** YOUR OBJECTIVE **
Search the data for the string "below" and copy each line where it turns up.

[Photo-based referring expression data]

──────────────────────────────

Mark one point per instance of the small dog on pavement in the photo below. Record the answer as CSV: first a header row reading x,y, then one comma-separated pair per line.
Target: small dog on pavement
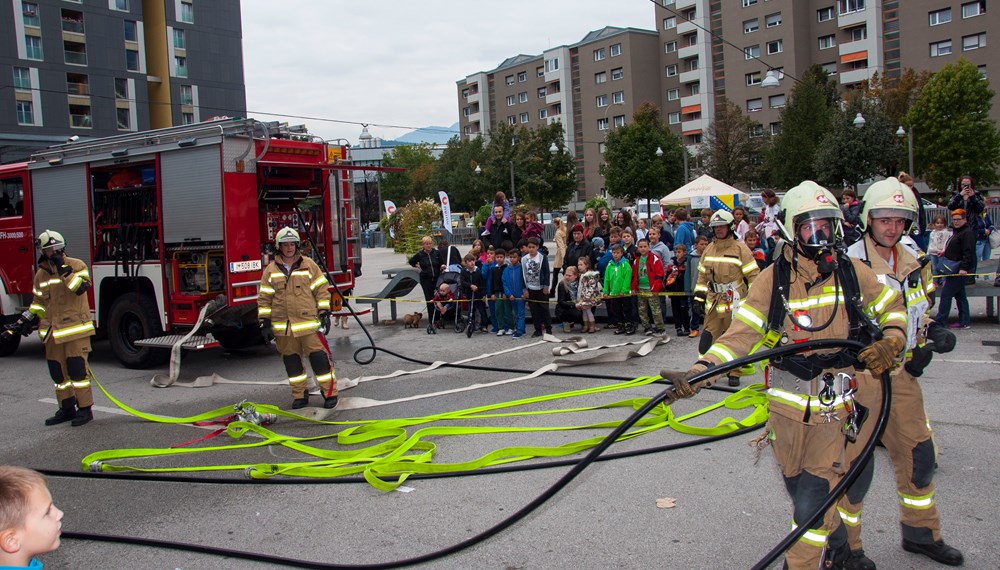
x,y
412,321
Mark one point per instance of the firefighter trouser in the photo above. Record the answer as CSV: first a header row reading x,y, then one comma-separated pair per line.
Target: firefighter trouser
x,y
908,440
68,369
291,349
813,459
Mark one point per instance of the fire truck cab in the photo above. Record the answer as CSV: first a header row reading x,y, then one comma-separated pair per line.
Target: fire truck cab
x,y
172,219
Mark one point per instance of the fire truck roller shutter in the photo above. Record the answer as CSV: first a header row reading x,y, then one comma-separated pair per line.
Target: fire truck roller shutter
x,y
192,194
59,202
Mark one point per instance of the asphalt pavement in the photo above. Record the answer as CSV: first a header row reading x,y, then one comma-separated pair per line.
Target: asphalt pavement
x,y
729,509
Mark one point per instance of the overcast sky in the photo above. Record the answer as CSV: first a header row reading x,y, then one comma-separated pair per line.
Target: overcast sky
x,y
396,62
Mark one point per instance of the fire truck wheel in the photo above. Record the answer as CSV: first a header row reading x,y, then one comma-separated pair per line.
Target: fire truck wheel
x,y
134,317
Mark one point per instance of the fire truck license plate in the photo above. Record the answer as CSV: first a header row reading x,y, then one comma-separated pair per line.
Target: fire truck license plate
x,y
244,266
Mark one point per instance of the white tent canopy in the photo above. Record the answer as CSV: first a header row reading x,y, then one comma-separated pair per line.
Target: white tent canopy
x,y
702,187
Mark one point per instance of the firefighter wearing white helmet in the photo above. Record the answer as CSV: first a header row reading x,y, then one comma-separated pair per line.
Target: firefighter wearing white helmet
x,y
294,310
817,293
888,211
727,267
62,312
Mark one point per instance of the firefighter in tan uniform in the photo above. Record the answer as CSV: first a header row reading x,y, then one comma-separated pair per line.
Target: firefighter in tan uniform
x,y
294,310
812,291
727,267
62,311
888,211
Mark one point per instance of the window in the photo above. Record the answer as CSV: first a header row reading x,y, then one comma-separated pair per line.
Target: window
x,y
132,60
29,12
22,78
973,9
33,47
77,84
974,41
131,31
939,17
25,113
124,119
186,15
851,6
941,48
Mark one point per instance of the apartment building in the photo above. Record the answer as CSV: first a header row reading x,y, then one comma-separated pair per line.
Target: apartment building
x,y
93,68
590,87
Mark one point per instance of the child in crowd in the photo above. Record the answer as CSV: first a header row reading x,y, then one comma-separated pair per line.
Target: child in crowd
x,y
691,279
29,522
647,282
513,289
935,247
504,316
566,293
444,302
473,289
676,278
588,293
535,269
618,291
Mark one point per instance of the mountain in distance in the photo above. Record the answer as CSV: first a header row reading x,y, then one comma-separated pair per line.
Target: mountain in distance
x,y
430,135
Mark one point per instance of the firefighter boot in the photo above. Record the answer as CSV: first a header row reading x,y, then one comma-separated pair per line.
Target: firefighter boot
x,y
66,412
83,415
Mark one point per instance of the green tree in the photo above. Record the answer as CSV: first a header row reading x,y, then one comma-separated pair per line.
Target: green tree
x,y
730,152
632,170
953,132
415,183
849,154
804,122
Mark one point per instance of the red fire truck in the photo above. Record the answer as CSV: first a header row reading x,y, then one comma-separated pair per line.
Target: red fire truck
x,y
171,219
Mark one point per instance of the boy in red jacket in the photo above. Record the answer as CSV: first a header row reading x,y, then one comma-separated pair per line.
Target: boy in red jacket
x,y
647,282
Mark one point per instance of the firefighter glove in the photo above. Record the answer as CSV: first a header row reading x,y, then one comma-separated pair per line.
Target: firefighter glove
x,y
880,356
265,331
942,340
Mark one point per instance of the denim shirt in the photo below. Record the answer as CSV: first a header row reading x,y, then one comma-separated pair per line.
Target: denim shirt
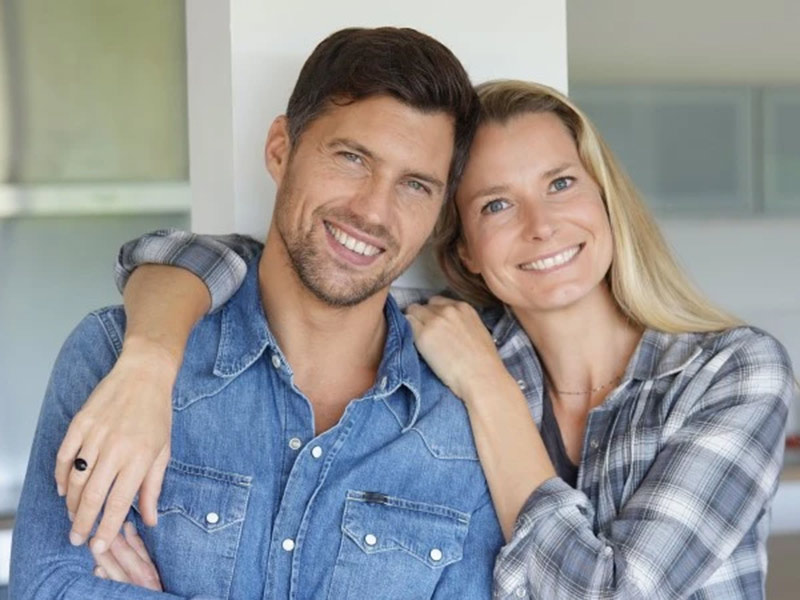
x,y
391,502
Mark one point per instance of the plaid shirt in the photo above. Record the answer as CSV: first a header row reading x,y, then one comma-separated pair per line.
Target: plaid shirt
x,y
678,468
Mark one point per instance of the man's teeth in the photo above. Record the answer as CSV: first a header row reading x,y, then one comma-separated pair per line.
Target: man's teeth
x,y
352,243
552,261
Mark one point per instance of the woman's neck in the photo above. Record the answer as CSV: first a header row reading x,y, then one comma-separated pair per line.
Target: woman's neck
x,y
584,346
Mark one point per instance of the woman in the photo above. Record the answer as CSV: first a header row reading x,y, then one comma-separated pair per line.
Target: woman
x,y
661,417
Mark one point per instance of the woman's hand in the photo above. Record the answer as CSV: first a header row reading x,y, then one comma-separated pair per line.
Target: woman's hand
x,y
123,434
127,561
453,340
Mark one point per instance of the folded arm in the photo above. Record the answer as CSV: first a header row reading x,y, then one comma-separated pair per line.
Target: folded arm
x,y
123,430
43,563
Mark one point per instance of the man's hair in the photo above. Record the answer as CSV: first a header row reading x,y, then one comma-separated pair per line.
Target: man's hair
x,y
356,63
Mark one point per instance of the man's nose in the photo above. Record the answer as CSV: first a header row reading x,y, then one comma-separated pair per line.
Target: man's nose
x,y
373,201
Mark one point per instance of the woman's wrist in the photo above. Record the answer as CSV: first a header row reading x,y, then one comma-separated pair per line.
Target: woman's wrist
x,y
155,356
490,390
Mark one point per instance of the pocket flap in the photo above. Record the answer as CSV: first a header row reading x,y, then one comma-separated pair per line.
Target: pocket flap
x,y
432,533
209,498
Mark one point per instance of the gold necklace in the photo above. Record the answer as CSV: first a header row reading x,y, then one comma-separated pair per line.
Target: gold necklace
x,y
591,391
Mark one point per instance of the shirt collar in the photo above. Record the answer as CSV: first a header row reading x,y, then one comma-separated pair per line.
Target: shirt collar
x,y
245,336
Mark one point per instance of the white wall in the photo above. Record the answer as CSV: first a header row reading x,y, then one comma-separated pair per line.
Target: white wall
x,y
244,57
708,41
748,265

──────────────────────────────

** RESULT OF THE TASK **
Mark one point per instance of the small dog on pavement in the photo below. Record the answer as CSV: first a header row reading x,y, then one comma-separated pair per line.
Mark one point per instance of the denim shirt in the photo below. Record the answer as CSV: first a header row reading x,y, then one comma-separated pair per line.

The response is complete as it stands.